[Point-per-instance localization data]
━━━━━━━━━━
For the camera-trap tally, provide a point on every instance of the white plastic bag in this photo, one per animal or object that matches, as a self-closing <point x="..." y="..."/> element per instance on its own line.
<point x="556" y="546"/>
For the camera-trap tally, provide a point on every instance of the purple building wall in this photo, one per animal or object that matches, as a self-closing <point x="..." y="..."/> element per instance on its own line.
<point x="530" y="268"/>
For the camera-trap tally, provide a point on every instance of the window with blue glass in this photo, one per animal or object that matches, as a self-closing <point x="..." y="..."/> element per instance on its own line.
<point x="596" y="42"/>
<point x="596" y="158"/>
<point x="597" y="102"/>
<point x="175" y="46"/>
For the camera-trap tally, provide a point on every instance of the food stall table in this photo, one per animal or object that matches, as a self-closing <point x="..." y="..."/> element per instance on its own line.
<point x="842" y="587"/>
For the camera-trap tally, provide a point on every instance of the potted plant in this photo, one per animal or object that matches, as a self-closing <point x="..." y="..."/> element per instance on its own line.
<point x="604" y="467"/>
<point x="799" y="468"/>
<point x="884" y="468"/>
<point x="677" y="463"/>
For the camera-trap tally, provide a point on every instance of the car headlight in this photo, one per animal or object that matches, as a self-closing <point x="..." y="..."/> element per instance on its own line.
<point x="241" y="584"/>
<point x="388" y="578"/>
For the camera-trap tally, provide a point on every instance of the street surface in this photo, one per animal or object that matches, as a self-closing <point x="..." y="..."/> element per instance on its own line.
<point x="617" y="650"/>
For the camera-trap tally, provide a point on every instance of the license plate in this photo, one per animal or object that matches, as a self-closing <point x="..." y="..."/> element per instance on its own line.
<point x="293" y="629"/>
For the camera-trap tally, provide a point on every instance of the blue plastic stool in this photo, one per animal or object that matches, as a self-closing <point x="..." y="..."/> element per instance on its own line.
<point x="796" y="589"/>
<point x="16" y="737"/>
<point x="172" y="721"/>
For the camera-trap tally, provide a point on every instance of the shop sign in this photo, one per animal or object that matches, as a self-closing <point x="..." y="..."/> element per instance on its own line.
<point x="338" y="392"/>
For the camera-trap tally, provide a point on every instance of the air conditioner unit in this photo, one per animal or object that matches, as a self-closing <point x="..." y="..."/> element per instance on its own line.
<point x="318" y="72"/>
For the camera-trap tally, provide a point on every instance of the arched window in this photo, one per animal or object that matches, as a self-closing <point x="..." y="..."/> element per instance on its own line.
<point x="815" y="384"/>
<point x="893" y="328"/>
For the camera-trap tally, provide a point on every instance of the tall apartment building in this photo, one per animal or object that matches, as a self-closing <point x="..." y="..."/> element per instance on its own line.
━━━━━━━━━━
**Exercise description:** With nothing left out, print the data above exactly.

**Written answer:**
For the camera-trap tally, provide a point on every instance of the white plastic bag in this photo, one per animal or object that matches, as a self-closing <point x="..." y="..."/> element per instance on its own line.
<point x="556" y="546"/>
For the camera-trap tally, provide a point on every instance of the purple building wall in this photo, one per animal or object that matches, as a self-closing <point x="..." y="..."/> element per instance on its own line.
<point x="530" y="268"/>
For the camera-trap tally, provide a point on every instance of the window with blue glass in this photo, one per animal or object that matches, as a self-closing <point x="..." y="..."/> element per instance on its own line.
<point x="596" y="42"/>
<point x="596" y="158"/>
<point x="597" y="102"/>
<point x="175" y="46"/>
For the camera-trap tally, provide a point on every instance of the food stall table in this photo, one per animal or object that matches, as a self-closing <point x="..." y="..."/> element per instance on its own line.
<point x="842" y="587"/>
For the camera-trap tally, provide a point on every instance of the potted plant in this photo, one per animal or object that matches, as a self-closing <point x="..." y="..."/> element per instance on its own line.
<point x="604" y="467"/>
<point x="799" y="468"/>
<point x="884" y="468"/>
<point x="677" y="463"/>
For the camera-trap tally, provide a point on every instance of the car headlight in this photo, one per animal or object that matches, as a self-closing <point x="..." y="..."/> element per instance on its own line.
<point x="241" y="584"/>
<point x="388" y="578"/>
For the camera-trap tally, provide a point on every instance of the street surface in this photo, one per animal or object that matches, as a self-closing <point x="..." y="..."/> element per instance on its own line.
<point x="617" y="650"/>
For the camera-trap tally, provide a point on every instance of the license plate in this photo, one per animal or object that matches, as a self-closing <point x="..." y="..."/> element per instance on its own line.
<point x="293" y="629"/>
For the camera-trap tally, provide a point on every instance of the blue plastic stool in this photo, one per animal or object that matches, as a self-closing <point x="..." y="..."/> element per instance on its own line.
<point x="796" y="589"/>
<point x="16" y="737"/>
<point x="172" y="721"/>
For the camera-trap tally, provide a point on every instance of the shop sign in this photo, one per animal or object that matches, as a self-closing <point x="..." y="..."/> element per instance on its own line.
<point x="338" y="392"/>
For the camera-trap tally, provide a point on every instance of the air conditioner unit in this photo, one per animal or object that matches, as a self-closing <point x="..." y="..."/> element per instance on its own line.
<point x="318" y="72"/>
For the camera-trap tally, provide a point on every instance of the arched window in this photo, one per animal or object that matches, as a self-closing <point x="..." y="..."/> element per instance on its own line.
<point x="815" y="384"/>
<point x="893" y="328"/>
For the camera-trap tally, provide a point on every instance of the tall apartment building in this photo, one per animal or object that matches, as a self-closing <point x="..." y="..."/> element per instance on its own line.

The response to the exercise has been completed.